▶ _Text_

+++

Kurze Ehe, harte Strafe

Schon ihre Biografie ist mehr als aufregend: Sie wird 1968 in dem senegalesischen Fischerdorf Niodior als uneheliches Kind geboren, was in einer archaisch-muslimischen Dorfgemeinschaft ein unauslöschlicher Makel ist, mit dem sie keinerlei Lebensrecht gehabt hätte, wären da nicht wunderbare Großeltern gewesen, die das Mädchen allen gesellschaftlichen Widerständen zum Trotz liebevoll aufgezogen haben.

Als sie einem netten Franzosen nach Straßburg folgt, lehnt dessen Familie eine schwarze Schwiegertochter ab: "Seine Familie wollte lieber ein Schneewittchen, die Ehe war kurz, die Strafe hart." Die Erfahrung, dass Europa kein Paradies ist, kein Eldorado für Einwanderer, hat Fatou Diome am eigenen Leib gemacht, aber für die Daheimgebliebenen fühlt sich alles ganz anders an, die alte Kolonialmacht scheint noch immer voller Verheißungen.

Lebensträume versus Wirklichkeit

In starken Bildern schildert Fatou Diome Lebensträume und setzt die raue Wirklichkeit dagegen. So entsteht ein buntes Kaleidoskop an Figuren, auch von Heimkehrern, die, obwohl in Frankreich aufgrund von Schwarzarbeit, Ausbeutung und Rassismus gescheitert, mit dem mitgebrachten Fernseher und elektrischen Haushaltsgeräten die Illusion, dass sich La France auf Chance reimt, aufrechterhalten.

Sie selbst hat sich schon mit 13 Jahren in die Literatur und ins Schreiben gerettet: "Ich suche mein Revier auf einer weißen Seite – ein Heft passt in jede Reisetasche." Optimistisch, ironisch und voller Witz, ganz wie ihr Lieblingsheld Candide von Voltaire, navigiert sie sich durch die nicht immer "beste aller Welten".

+++

▶ _Aufgaben_
#1 Beantworte kurz diese Fragen zum Text über Fatou Diome:
(a) In welchem Jahr und in welchem Dorf wurde sie geboren?
(b) In welche Stadt folgte sie einem Franzosen?
(c) Wer ist ihr Lieblingsheld?
#2 Führe den Text über Fatou Diome nach seinem letzten Satz fort.

▶ _Gegebenes Material_

+++

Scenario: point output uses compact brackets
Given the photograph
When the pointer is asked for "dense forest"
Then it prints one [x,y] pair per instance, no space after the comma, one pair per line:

+++

▶ _Antworten_
#1
(a) 1968, im senegalesischen Fischerdorf Niodior.
(b) Nach Straßburg.
(c) Candide von Voltaire.

#2
Beton des Exilmorgens

Fatou Diome tritt auch in der französischen Öffentlichkeit voller Selbstbewusstsein gegen Diskriminierung und Ausgrenzung und für die Dekolonisierung des Denkens ein. In dem gerade auf Deutsch erschienenen Band von acht Novellen mit dem Titel Was es braucht, das Leben zu lieben stellt sie uns eine Galerie unterschiedlichster Figuren vor, real oder erfunden, die ein Gefühl vereint, das der Einsamkeit, die vor allem im Alter "mehr schmerzt als die Arthrose". Da erleben wir die zarte Freundschaft einer heimwehkranken senegalesischen Autorin mit einem durch Kinderlähmung Versehrten, der ihr zum Schutzengel wird, ein Ekel von einem Ex-Profiboxer, der auch ein Versehrter ist, die Liebe zwischen zwei Menschen am Rande, die fast an übergroßer Schüchternheit scheitert, und wir hören der aus Libyen "von den Gestaden des Elends" mit ihrer kleinen Tochter geflohenen Samira zu, die für den Hirten im Roya-Tal betet, der für seine Gastfreundschaft vor Gericht gestellt wird.

Im "Beton des Exilmorgens" beklagt sie, dass unterlassene Hilfeleistung zu einer neuen, "vom Gesetzgeber geförderten Tugend" wird. Wir erfahren auch von den Nöten der Fischer im Land der Serer, die ihre Familien wegen Dürre, Versalzung der Reisfelder und Überfischung des Meeres nicht mehr ernähren können. Der Kontrast zwischen dem Rhythmus und der Farbigkeit ihrer Sprache und dem kleinbürgerlichen Alltagsgrau der Szenen, die sie beschreibt, könnte größer nicht sein. Und doch gibt es sonnige kleine Beziehungsinseln, Momente von Verstehen und Nähe.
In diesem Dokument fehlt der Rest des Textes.